WHAT IS EXPECTED: Scan the records for the word "green". Copy each line that includes it.

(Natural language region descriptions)
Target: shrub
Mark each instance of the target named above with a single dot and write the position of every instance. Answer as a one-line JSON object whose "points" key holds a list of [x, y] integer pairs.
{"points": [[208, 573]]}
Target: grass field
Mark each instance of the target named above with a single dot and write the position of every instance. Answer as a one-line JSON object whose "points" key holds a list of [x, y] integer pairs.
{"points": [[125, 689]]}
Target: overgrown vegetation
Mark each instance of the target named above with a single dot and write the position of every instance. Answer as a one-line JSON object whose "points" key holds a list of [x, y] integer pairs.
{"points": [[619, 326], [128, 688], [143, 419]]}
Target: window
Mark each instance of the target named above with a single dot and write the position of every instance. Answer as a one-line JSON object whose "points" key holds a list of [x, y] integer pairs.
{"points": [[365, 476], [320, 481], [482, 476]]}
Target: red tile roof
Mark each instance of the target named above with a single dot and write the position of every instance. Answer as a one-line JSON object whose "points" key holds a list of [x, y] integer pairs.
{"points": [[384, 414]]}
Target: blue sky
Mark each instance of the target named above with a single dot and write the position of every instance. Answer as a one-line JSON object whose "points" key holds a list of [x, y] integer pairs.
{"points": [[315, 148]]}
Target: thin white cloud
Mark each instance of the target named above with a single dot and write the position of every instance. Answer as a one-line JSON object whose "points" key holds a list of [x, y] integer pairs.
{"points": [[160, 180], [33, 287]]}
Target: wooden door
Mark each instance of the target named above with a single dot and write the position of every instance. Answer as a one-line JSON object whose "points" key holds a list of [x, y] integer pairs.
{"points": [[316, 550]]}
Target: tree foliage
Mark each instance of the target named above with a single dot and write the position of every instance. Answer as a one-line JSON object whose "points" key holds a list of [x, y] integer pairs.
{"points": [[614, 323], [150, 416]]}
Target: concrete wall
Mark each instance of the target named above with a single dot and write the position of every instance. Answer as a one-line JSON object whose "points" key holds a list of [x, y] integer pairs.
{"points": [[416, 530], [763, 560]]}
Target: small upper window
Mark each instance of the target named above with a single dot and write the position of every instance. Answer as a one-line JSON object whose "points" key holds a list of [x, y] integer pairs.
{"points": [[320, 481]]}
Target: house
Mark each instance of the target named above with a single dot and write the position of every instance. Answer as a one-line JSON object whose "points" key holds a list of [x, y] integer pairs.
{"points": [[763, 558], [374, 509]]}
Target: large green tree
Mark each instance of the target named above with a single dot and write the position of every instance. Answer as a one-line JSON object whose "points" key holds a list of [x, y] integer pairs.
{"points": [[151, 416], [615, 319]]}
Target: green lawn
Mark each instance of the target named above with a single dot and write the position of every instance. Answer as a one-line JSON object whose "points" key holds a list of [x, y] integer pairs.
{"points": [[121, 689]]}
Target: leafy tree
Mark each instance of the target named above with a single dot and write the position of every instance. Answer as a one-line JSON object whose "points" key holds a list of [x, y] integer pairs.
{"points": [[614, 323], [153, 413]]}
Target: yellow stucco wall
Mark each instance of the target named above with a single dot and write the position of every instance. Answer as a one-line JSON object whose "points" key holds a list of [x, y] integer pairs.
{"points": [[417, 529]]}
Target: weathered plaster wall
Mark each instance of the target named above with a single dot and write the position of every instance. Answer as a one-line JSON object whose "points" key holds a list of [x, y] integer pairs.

THE COMPLETED TASK:
Target: large green tree
Target: green lawn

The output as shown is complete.